### YOUR GOAL
What you return must be the lines from the first one below through the one containing "line as [370,224].", exactly and with pictures excluded.

Region pointing data:
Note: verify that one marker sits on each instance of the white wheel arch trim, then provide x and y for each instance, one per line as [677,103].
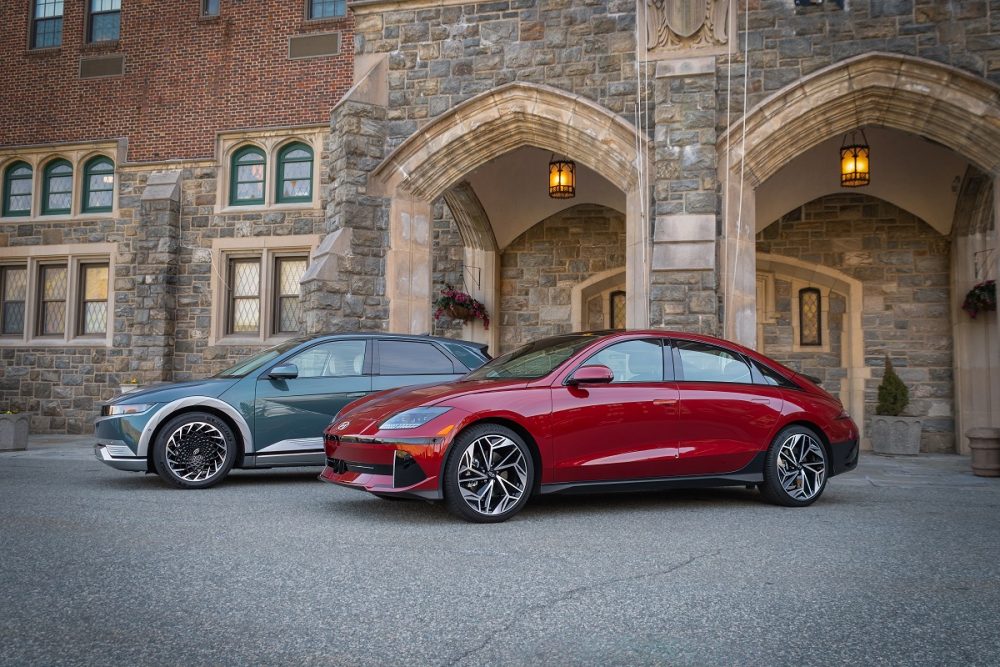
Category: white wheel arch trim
[168,410]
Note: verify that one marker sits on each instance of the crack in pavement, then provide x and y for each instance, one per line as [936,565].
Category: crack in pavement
[517,615]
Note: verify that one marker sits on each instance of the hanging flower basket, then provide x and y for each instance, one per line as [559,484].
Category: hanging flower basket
[458,305]
[981,298]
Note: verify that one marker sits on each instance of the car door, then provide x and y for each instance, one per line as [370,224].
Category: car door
[402,362]
[290,414]
[724,419]
[622,430]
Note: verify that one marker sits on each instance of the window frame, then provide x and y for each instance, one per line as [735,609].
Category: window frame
[234,182]
[279,178]
[90,23]
[8,178]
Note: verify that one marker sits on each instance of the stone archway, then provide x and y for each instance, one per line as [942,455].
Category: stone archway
[483,128]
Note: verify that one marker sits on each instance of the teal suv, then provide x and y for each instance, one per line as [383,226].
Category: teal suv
[269,410]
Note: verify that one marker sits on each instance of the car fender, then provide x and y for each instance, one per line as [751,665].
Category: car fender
[168,411]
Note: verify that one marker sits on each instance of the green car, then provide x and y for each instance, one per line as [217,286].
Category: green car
[269,410]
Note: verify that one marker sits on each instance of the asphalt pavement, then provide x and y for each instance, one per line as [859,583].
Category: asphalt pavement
[898,563]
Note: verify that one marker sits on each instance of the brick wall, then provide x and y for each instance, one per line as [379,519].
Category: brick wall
[185,77]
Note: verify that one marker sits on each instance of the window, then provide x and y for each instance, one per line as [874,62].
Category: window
[700,362]
[810,316]
[247,177]
[104,20]
[17,189]
[342,358]
[294,174]
[321,9]
[632,361]
[405,357]
[98,185]
[13,290]
[57,188]
[46,24]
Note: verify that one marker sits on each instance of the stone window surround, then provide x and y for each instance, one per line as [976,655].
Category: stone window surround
[78,155]
[268,249]
[270,141]
[73,255]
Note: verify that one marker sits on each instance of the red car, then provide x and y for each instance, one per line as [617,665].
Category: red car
[596,412]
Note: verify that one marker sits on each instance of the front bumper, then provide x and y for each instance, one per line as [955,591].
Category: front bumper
[116,454]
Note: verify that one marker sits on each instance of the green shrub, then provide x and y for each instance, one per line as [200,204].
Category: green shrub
[892,393]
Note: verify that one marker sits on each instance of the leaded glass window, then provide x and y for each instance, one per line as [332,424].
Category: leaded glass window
[57,188]
[94,306]
[810,316]
[46,24]
[295,173]
[17,189]
[52,304]
[288,274]
[244,296]
[13,292]
[104,21]
[321,9]
[247,176]
[98,185]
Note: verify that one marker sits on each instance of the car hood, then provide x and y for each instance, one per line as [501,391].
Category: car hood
[164,393]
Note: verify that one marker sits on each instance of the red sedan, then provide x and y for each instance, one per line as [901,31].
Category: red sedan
[596,412]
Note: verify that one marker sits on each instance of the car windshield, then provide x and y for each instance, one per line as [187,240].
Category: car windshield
[247,366]
[533,360]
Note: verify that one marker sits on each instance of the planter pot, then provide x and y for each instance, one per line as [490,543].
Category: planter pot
[14,432]
[896,435]
[985,446]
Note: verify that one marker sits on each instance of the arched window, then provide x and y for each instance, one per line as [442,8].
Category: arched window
[17,189]
[98,185]
[246,177]
[57,188]
[294,174]
[810,316]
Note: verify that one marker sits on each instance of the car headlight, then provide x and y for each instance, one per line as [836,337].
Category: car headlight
[411,418]
[126,409]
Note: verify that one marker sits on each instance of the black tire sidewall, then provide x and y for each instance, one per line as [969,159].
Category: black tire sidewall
[160,450]
[453,495]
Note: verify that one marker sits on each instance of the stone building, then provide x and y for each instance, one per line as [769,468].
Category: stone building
[239,173]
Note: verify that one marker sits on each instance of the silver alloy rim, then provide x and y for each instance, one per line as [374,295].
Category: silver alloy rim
[801,466]
[196,451]
[492,474]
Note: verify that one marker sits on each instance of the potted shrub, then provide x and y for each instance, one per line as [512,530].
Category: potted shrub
[458,305]
[892,433]
[13,430]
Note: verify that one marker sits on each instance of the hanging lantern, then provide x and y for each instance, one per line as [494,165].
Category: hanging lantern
[562,179]
[855,169]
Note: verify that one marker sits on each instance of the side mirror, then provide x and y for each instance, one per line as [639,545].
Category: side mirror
[285,372]
[591,375]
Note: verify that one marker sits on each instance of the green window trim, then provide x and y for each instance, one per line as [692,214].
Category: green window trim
[101,167]
[293,155]
[57,169]
[249,156]
[15,174]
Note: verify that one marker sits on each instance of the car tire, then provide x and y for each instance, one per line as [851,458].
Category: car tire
[194,450]
[796,468]
[489,474]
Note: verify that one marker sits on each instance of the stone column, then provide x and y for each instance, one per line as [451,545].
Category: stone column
[683,285]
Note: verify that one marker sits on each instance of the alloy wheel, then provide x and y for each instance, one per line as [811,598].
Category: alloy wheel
[801,466]
[196,451]
[492,474]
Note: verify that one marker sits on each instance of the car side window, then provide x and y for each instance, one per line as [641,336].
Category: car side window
[700,362]
[632,361]
[407,357]
[341,358]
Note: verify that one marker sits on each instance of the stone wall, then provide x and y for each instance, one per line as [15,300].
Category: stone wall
[540,268]
[903,265]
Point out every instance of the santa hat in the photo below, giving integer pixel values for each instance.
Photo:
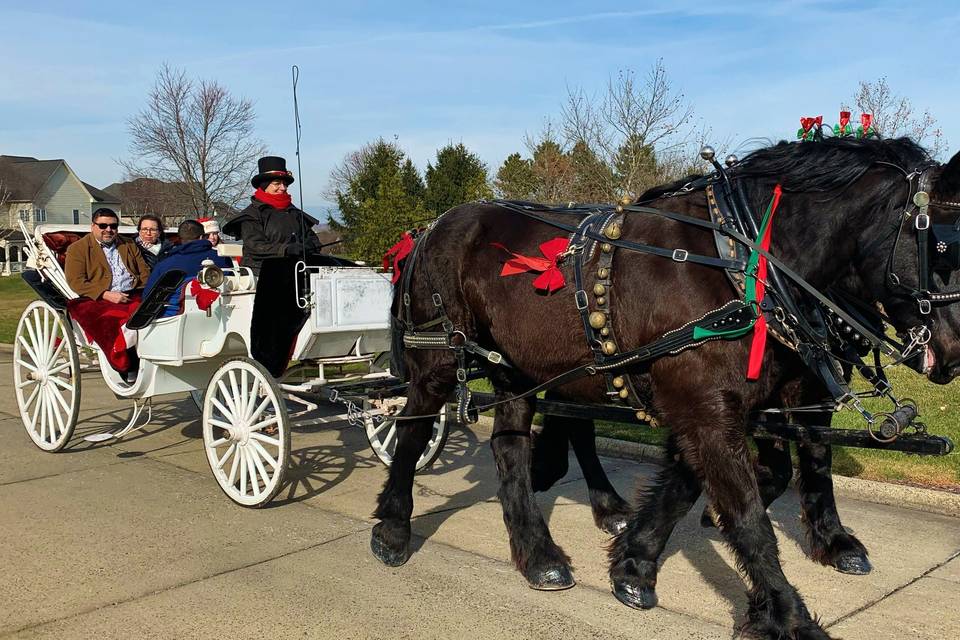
(209, 225)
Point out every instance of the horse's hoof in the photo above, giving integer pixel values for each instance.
(635, 597)
(707, 519)
(853, 564)
(613, 526)
(388, 555)
(554, 579)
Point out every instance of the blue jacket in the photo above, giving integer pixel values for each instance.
(187, 257)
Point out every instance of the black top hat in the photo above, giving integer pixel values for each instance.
(271, 168)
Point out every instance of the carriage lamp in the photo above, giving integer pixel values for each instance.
(211, 276)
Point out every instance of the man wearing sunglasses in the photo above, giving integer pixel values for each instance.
(103, 265)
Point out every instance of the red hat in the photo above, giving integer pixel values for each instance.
(209, 225)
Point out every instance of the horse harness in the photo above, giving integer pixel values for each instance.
(824, 330)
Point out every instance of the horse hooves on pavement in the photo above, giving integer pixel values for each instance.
(853, 564)
(387, 554)
(553, 579)
(635, 597)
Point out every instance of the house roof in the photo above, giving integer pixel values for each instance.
(23, 176)
(100, 195)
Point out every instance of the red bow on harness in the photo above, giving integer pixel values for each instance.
(204, 297)
(552, 278)
(398, 252)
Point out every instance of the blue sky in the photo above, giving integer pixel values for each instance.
(429, 73)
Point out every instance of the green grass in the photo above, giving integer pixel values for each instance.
(940, 410)
(15, 295)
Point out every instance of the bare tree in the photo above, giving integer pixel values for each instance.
(895, 116)
(639, 129)
(196, 135)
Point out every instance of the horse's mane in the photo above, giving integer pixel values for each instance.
(829, 164)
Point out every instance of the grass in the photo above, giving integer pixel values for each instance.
(940, 410)
(15, 295)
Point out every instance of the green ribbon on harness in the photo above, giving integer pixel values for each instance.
(750, 293)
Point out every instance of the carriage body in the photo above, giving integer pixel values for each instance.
(246, 412)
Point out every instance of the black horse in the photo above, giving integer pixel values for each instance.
(843, 201)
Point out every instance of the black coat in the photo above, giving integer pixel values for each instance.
(269, 233)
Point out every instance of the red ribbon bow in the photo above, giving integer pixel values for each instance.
(204, 296)
(398, 252)
(552, 278)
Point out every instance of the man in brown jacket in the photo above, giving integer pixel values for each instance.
(103, 265)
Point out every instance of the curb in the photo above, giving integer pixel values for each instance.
(895, 495)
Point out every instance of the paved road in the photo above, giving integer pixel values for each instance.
(135, 540)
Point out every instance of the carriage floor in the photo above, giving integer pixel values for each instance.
(135, 539)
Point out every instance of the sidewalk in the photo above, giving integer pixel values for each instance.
(136, 540)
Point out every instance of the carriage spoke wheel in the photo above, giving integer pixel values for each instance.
(246, 432)
(46, 375)
(383, 436)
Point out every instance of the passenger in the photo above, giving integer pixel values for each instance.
(103, 265)
(188, 256)
(211, 230)
(150, 239)
(271, 226)
(107, 271)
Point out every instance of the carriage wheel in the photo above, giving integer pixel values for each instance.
(383, 436)
(246, 432)
(46, 375)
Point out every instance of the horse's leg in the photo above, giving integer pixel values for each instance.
(776, 609)
(610, 511)
(830, 543)
(773, 467)
(537, 556)
(635, 551)
(390, 539)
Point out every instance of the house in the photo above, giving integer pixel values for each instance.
(42, 191)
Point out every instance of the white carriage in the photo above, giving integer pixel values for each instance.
(247, 414)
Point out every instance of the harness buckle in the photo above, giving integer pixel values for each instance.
(581, 299)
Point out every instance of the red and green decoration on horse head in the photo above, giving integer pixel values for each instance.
(811, 128)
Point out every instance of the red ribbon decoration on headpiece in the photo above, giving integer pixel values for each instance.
(398, 252)
(204, 296)
(552, 278)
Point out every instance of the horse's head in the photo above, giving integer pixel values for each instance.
(909, 276)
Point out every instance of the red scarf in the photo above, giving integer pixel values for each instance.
(275, 200)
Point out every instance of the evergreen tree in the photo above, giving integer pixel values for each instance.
(382, 199)
(458, 176)
(515, 179)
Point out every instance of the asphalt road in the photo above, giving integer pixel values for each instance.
(136, 540)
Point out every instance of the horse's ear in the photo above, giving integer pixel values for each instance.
(949, 183)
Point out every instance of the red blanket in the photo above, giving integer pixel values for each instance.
(101, 321)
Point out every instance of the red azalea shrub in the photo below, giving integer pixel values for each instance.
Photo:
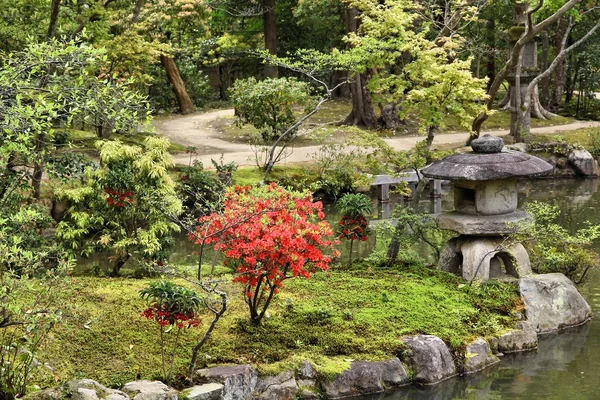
(268, 234)
(174, 305)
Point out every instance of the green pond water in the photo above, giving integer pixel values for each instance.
(567, 364)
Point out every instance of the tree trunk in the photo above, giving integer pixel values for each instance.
(270, 32)
(544, 89)
(560, 76)
(491, 58)
(362, 113)
(183, 98)
(389, 118)
(40, 144)
(430, 137)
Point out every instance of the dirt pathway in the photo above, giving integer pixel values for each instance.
(196, 130)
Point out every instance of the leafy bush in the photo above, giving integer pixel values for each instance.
(268, 105)
(415, 228)
(123, 205)
(553, 249)
(354, 225)
(200, 190)
(171, 306)
(337, 169)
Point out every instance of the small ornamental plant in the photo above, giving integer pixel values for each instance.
(268, 234)
(354, 224)
(172, 307)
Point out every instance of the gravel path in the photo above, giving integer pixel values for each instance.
(196, 130)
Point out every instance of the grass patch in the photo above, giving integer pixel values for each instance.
(83, 141)
(501, 120)
(580, 137)
(330, 320)
(290, 175)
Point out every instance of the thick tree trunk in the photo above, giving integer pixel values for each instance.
(389, 118)
(270, 32)
(544, 89)
(560, 76)
(183, 98)
(362, 113)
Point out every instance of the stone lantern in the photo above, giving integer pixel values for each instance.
(486, 214)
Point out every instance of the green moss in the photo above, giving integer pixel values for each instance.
(328, 319)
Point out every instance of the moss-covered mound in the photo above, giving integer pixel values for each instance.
(330, 319)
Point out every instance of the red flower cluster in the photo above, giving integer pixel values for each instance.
(166, 317)
(353, 228)
(269, 234)
(118, 199)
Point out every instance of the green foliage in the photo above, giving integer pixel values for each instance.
(350, 317)
(171, 306)
(268, 105)
(415, 228)
(31, 305)
(553, 249)
(425, 77)
(23, 247)
(354, 205)
(123, 205)
(171, 297)
(337, 169)
(200, 190)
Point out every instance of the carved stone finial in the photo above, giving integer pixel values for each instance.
(487, 144)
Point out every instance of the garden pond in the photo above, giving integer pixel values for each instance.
(566, 365)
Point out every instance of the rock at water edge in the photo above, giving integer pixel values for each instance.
(238, 381)
(523, 338)
(149, 390)
(281, 387)
(583, 163)
(429, 358)
(478, 355)
(364, 377)
(552, 302)
(208, 391)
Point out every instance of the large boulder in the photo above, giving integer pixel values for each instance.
(429, 358)
(281, 387)
(478, 356)
(583, 163)
(523, 338)
(365, 377)
(149, 390)
(208, 391)
(238, 381)
(80, 389)
(552, 302)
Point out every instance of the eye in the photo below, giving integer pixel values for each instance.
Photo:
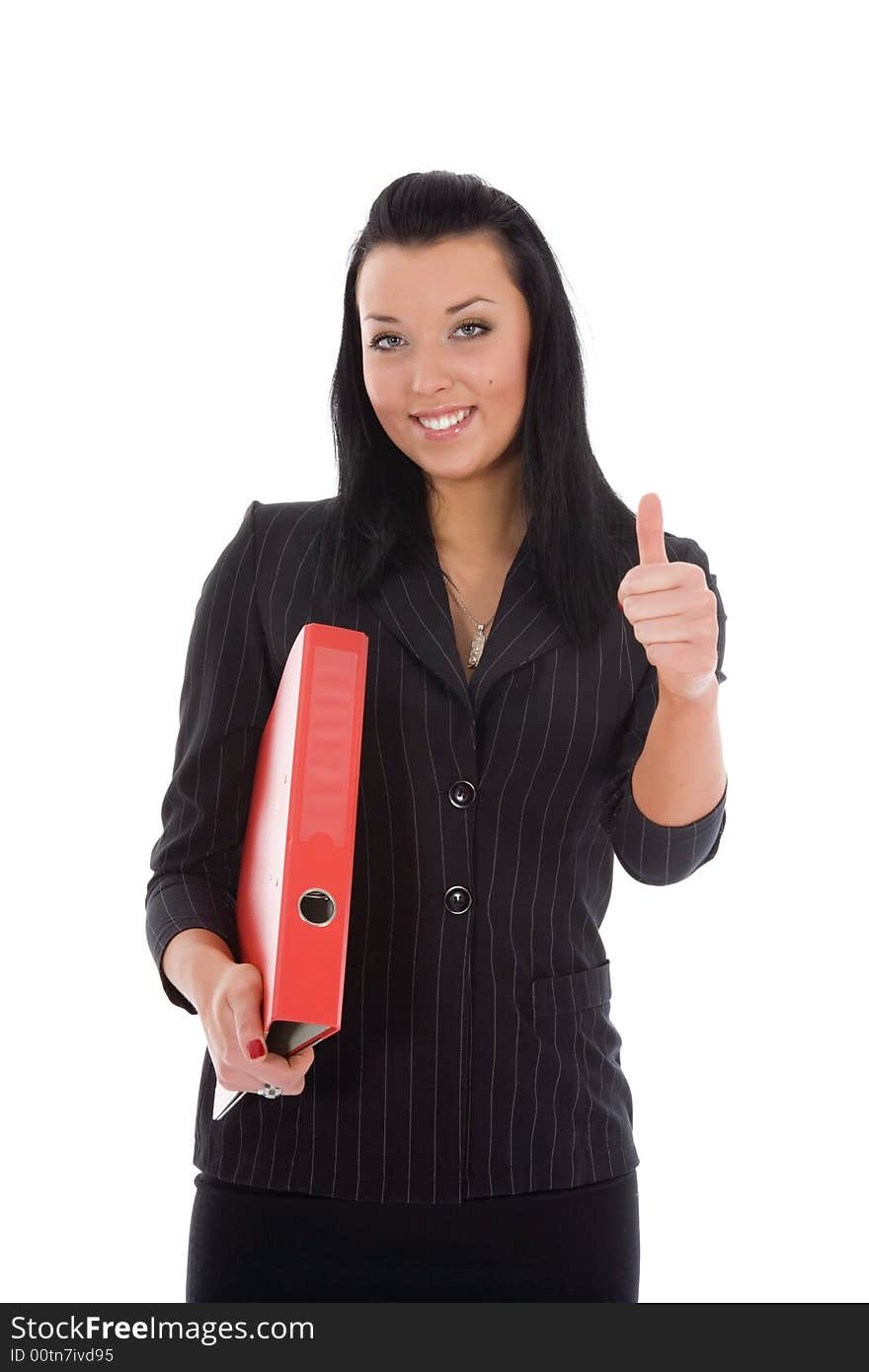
(465, 324)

### ANSWER TO THIS TASK
Note: verify that one marker sits on each instance of the white wheel arch trim, then provide x and y for each instance, one per line as [677,103].
Category: white wheel arch trim
[168,410]
Note: verify that one marker sits on each instance of the crack in pavement, then provide x and y for each instance, one per line as [936,565].
Category: crack in pavement
[517,615]
Note: verify that one marker sits on each instance of the hanging flower basket, then provide x and y for each instance, one per line as [559,484].
Category: hanging flower basket
[458,305]
[981,298]
Note: verify that one marker sits on each instance of the car door, then provide x and y for each instance, one per line as [370,224].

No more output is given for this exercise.